◆ **Quoted passage**:
So well put, my good sir, this describes exactly my feelings with k8s. It always starts off all good with just managing a couple of containers to run your web app. Then before you know it, the devops folks have decided that they need to put a gazillion other services and an entire software-defined networking layer on top of it.

After spending a lot of time "optimizing" or "hardening" the cluster, cloud spend has doubled or tripled. Incidents have also doubled or tripled, as has downtime. Debugging effort has doubled or tripled as well.

I ended up saying goodbye to those devops folks, nuking the cluster, booted up a single VM with debian, enabled the firewall and used Kamal to deploy the app with docker. Despite having only a single VM rather than a cluster, things have never been more stable and reliable from an infrastructure point of view. Costs have plummeted as well, it's so much cheaper to run. It's also so much easier and more fun to debug.

And yes, a single VM really is fine, you can get REALLY big VMs which is fine for most business applications like we run. Most business applications only have hundreds to thousands of users. The cloud provider (Google in our case) manages hardware failures. In case we need to upgrade with downtime, we spin up a second VM next to it, provision it, and update the IP address in Cloudflare. Not even any need for a load balancer.

Replies

adamtulinius • yesterday at 7:45 AM

If you spin up Kubernetes for "a couple of containers to run your web app", I think you're doing something wrong in the first place, also coupled with your comment about adding SDN to Kubernetes.

People use Kubernetes for way too small things, and it sounds like you don't have the scale for actually running Kubernetes.

➕ show 15 replies

eddythompson80 • yesterday at 8:06 AM

And those devops folks just let your single debian VM be? It sounds like you have, like many of us, an organizational/people problem, not a k8s problem.

Maybe those devops folks only pay attention to k8s clusters and you're flying under their radar with your single debian VM + Kamal. But the same thinking that results in an overtly complex, impossible to debug, expensive to run k8s cluster can absolutely result in the same using regular VMs unless, again, you are just left to your own devices because their policies don't apply to VMs, yet.

The problem usually is you're one mistake away from someone shoving their nose in it. "What are you doing again? What about HA and redundancy? slow rollout and rollback? You must have at least 3 VMs (ideally 5) and can't expose all VMs to the internet of course. You must define a virtual network with policies that we can control and no wireguard isn't approved. You must split the internet facing load balancer from the backend resources and assign different identities with proper scoping to them. Install these 4 different security scanners, these 2 log processors, this watchdog and this network monitor. Are you doing mtls between the VMs on the private network? what if there is an attacker that gains access to your network? What if your proxy is compromised? do you have visibility into all traffic on the network? everything must flow throw this appliance"

◆ **To be done**:
(1) In the Kubernetes thread, rewrite the paragraph beginning "I ended up saying goodbye to those devops folks" as a short bulleted list that keeps its main facts.
(2) According to the Kubernetes thread, which cloud provider handles hardware failures for the original poster's setup?
(3) Using the reasons stated in the Kubernetes thread, explain why the original poster considers a single VM sufficient.
The listing that comes next is separate material unrelated to the Kubernetes thread.

◆ **Excerpted data**:
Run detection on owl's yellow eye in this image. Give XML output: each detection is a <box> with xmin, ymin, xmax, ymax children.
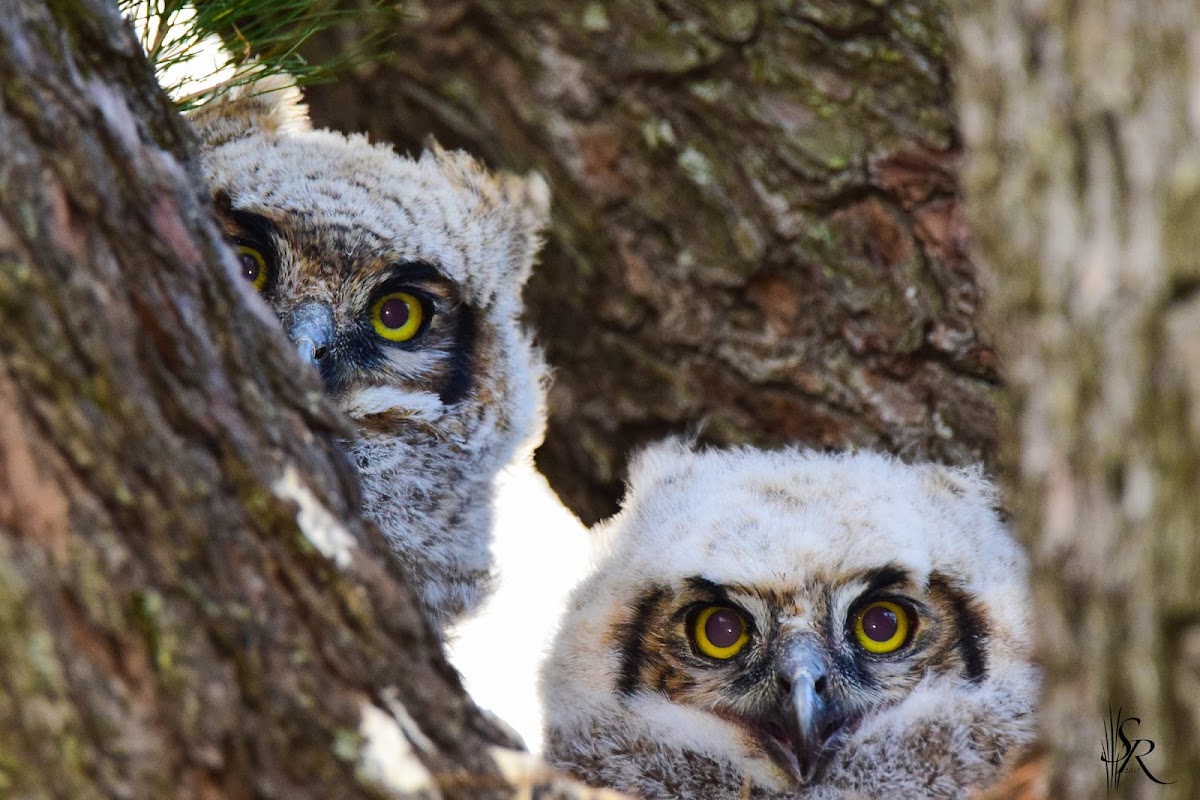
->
<box><xmin>854</xmin><ymin>600</ymin><xmax>908</xmax><ymax>654</ymax></box>
<box><xmin>371</xmin><ymin>291</ymin><xmax>425</xmax><ymax>342</ymax></box>
<box><xmin>238</xmin><ymin>245</ymin><xmax>266</xmax><ymax>291</ymax></box>
<box><xmin>691</xmin><ymin>606</ymin><xmax>750</xmax><ymax>661</ymax></box>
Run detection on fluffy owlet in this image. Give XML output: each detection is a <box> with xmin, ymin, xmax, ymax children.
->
<box><xmin>542</xmin><ymin>443</ymin><xmax>1038</xmax><ymax>800</ymax></box>
<box><xmin>191</xmin><ymin>81</ymin><xmax>550</xmax><ymax>627</ymax></box>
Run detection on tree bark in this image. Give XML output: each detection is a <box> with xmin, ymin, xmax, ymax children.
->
<box><xmin>308</xmin><ymin>0</ymin><xmax>997</xmax><ymax>522</ymax></box>
<box><xmin>0</xmin><ymin>0</ymin><xmax>547</xmax><ymax>800</ymax></box>
<box><xmin>956</xmin><ymin>0</ymin><xmax>1200</xmax><ymax>798</ymax></box>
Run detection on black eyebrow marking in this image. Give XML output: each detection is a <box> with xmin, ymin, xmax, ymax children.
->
<box><xmin>929</xmin><ymin>572</ymin><xmax>989</xmax><ymax>684</ymax></box>
<box><xmin>380</xmin><ymin>261</ymin><xmax>445</xmax><ymax>285</ymax></box>
<box><xmin>863</xmin><ymin>564</ymin><xmax>911</xmax><ymax>595</ymax></box>
<box><xmin>617</xmin><ymin>587</ymin><xmax>667</xmax><ymax>696</ymax></box>
<box><xmin>226</xmin><ymin>209</ymin><xmax>277</xmax><ymax>246</ymax></box>
<box><xmin>438</xmin><ymin>305</ymin><xmax>475</xmax><ymax>405</ymax></box>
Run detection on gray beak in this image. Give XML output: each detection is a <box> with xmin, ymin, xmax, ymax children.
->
<box><xmin>776</xmin><ymin>638</ymin><xmax>845</xmax><ymax>786</ymax></box>
<box><xmin>284</xmin><ymin>302</ymin><xmax>334</xmax><ymax>371</ymax></box>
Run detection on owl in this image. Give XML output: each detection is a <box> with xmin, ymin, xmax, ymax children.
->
<box><xmin>541</xmin><ymin>441</ymin><xmax>1039</xmax><ymax>800</ymax></box>
<box><xmin>190</xmin><ymin>83</ymin><xmax>550</xmax><ymax>628</ymax></box>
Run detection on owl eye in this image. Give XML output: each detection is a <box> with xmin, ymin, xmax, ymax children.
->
<box><xmin>371</xmin><ymin>291</ymin><xmax>425</xmax><ymax>342</ymax></box>
<box><xmin>238</xmin><ymin>245</ymin><xmax>266</xmax><ymax>291</ymax></box>
<box><xmin>854</xmin><ymin>600</ymin><xmax>908</xmax><ymax>654</ymax></box>
<box><xmin>691</xmin><ymin>606</ymin><xmax>750</xmax><ymax>661</ymax></box>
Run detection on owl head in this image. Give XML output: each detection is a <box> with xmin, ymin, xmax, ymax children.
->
<box><xmin>191</xmin><ymin>79</ymin><xmax>548</xmax><ymax>621</ymax></box>
<box><xmin>542</xmin><ymin>443</ymin><xmax>1037</xmax><ymax>798</ymax></box>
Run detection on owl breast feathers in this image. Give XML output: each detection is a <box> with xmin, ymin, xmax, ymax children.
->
<box><xmin>541</xmin><ymin>443</ymin><xmax>1038</xmax><ymax>800</ymax></box>
<box><xmin>191</xmin><ymin>83</ymin><xmax>548</xmax><ymax>625</ymax></box>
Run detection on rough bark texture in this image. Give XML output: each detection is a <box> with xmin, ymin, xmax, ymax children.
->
<box><xmin>958</xmin><ymin>0</ymin><xmax>1200</xmax><ymax>798</ymax></box>
<box><xmin>0</xmin><ymin>0</ymin><xmax>535</xmax><ymax>800</ymax></box>
<box><xmin>310</xmin><ymin>0</ymin><xmax>996</xmax><ymax>521</ymax></box>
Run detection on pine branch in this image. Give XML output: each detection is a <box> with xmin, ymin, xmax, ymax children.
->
<box><xmin>118</xmin><ymin>0</ymin><xmax>400</xmax><ymax>110</ymax></box>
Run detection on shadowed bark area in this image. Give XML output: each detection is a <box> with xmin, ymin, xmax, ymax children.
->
<box><xmin>0</xmin><ymin>0</ymin><xmax>528</xmax><ymax>800</ymax></box>
<box><xmin>307</xmin><ymin>0</ymin><xmax>996</xmax><ymax>522</ymax></box>
<box><xmin>958</xmin><ymin>0</ymin><xmax>1200</xmax><ymax>798</ymax></box>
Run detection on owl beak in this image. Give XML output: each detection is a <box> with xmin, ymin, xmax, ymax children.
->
<box><xmin>286</xmin><ymin>302</ymin><xmax>334</xmax><ymax>372</ymax></box>
<box><xmin>770</xmin><ymin>640</ymin><xmax>845</xmax><ymax>786</ymax></box>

◆ **Per-task answers**:
(1)
- Let the devops folks go and shut down the cluster.
- Started a single Debian VM with the firewall enabled.
- Deployed the app with Docker using Kamal.
- The infrastructure is now more stable and reliable than ever, despite being one VM.
- Costs have dropped sharply.
- Debugging is much easier and more fun.

(2) Google.

(3) Very large VMs are available, and they are enough for most business applications, which have only hundreds to thousands of users. The cloud provider handles hardware failures. For upgrades that need downtime, a second VM can be provisioned and the IP address switched in Cloudflare, so no load balancer is needed.